### Objective
Below are some records; give them all again exactly, but not the pictures.

•••••

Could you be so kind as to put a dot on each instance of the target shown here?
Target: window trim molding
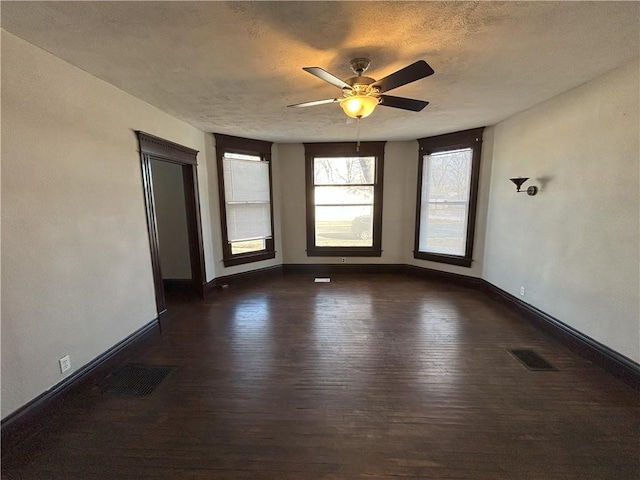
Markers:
(229, 143)
(344, 149)
(441, 143)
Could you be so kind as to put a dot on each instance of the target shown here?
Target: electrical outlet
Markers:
(65, 363)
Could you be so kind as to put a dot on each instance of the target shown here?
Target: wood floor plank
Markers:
(367, 377)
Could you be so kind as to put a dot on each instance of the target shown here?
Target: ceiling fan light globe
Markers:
(359, 106)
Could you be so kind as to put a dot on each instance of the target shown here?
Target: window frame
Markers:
(471, 139)
(345, 149)
(262, 149)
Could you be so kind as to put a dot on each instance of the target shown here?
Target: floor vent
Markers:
(134, 380)
(532, 360)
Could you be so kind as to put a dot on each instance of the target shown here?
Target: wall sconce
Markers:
(532, 190)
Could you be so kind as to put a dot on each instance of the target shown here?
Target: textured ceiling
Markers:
(232, 67)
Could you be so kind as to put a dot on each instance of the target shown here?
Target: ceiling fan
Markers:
(361, 95)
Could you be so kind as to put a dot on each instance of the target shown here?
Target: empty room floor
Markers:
(366, 377)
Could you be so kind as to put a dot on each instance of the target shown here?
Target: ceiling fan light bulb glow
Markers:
(359, 106)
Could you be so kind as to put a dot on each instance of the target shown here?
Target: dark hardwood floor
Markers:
(366, 377)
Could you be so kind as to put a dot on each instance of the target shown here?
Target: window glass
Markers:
(244, 180)
(446, 177)
(447, 194)
(344, 199)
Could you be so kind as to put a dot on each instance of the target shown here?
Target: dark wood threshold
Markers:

•••••

### Output below
Could you be so kind as to put a dot on each instance of the target shown here?
Target: window trim molding
Markers:
(229, 143)
(344, 149)
(441, 143)
Could you be so kind as to put a dot on each instance of the target shown here?
Target: electrical outlet
Markers:
(65, 363)
Could you be so kind as to put a dot on each instance of the target shown here?
Target: wood floor plank
Markers:
(367, 377)
Could you be so kind as to put a dot on each instance of the target shown here?
Target: ceiling fan light globe
Markers:
(359, 106)
Could you be so kind as to put a dot on each instance of the target shown here?
Target: window frame
Markers:
(471, 139)
(345, 149)
(262, 149)
Could you be so kind as to put a dot on each instance of the target shown here?
Target: floor vent
Markers:
(134, 380)
(532, 360)
Could you be so kind as to put a dot on each instance of the target shown here?
Target: wall sconce
Markers:
(532, 190)
Could you be so kind as to put a dot on each instance of the target shown here?
Target: textured ceiling
Markers:
(232, 67)
Could you be so kind as to put a dot on each instance of the target shown here?
Target: ceiling fan
Markers:
(361, 95)
Could you be so kind as to put a dot on each instance of the target shown here?
Target: empty room floor
Markers:
(366, 377)
Could you be so kind as to put a dot on each instance of the target shown here?
Target: ceiling fan light bulb glow
Markers:
(359, 106)
Could you be so kind as to put a dot on each instance of the target shown here?
Target: dark hardwood floor
Markers:
(366, 377)
Could you be so kind as to put a dot on each instance of the target shown here?
Target: window glass
Markers:
(244, 180)
(446, 177)
(447, 194)
(344, 199)
Could you be so kind as to put a dot on each instance of the target shown here?
Target: dark wood threshold
Markers:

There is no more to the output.